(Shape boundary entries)
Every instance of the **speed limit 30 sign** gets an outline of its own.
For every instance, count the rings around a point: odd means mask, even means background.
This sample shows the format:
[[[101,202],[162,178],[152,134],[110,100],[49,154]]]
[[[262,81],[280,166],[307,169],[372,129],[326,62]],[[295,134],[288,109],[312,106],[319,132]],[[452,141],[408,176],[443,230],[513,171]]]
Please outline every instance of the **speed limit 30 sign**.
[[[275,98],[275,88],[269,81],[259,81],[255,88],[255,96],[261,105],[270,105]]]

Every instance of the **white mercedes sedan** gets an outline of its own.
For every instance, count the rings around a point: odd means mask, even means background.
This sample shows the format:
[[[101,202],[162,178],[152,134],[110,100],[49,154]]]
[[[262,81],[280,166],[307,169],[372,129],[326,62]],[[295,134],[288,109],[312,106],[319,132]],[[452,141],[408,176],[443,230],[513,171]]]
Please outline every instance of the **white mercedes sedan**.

Your objective
Turn every line of the listing above into a Markdown table with two columns, Row and Line. Put each line in its own numbered row and leave out the blank lines.

Answer for this exercise
| Row | Line |
|---|---|
| 1 | Every instance of the **speed limit 30 sign** gets an outline of its own. |
| 2 | For every instance, count the rings around a point: odd means mask, even means background. |
| 3 | This sample shows the format: |
| 4 | [[[101,202],[162,178],[152,134],[110,100],[49,154]]] |
| 5 | [[[262,81],[280,166],[307,169],[372,129],[326,62]],[[295,134],[288,109],[312,106],[319,132]],[[452,141],[408,176],[443,230],[513,171]]] |
| 6 | Please outline every instance of the **speed limit 30 sign**. |
| 7 | [[[275,98],[275,88],[269,81],[259,81],[255,88],[255,96],[261,105],[270,105]]] |
| 8 | Every instance of the **white mercedes sedan** gets an outline of its own. |
| 9 | For every instance, count the rings around a point: odd means mask, even means background. |
| 10 | This sample shows the format: |
| 11 | [[[101,202],[162,178],[152,134],[110,100],[49,154]]] |
| 12 | [[[262,81],[280,166],[307,169],[372,129],[326,62]],[[295,134],[288,109],[312,106],[319,132]],[[452,141],[408,176],[443,230],[513,171]]] |
| 13 | Please outline every instance of the **white mercedes sedan**. |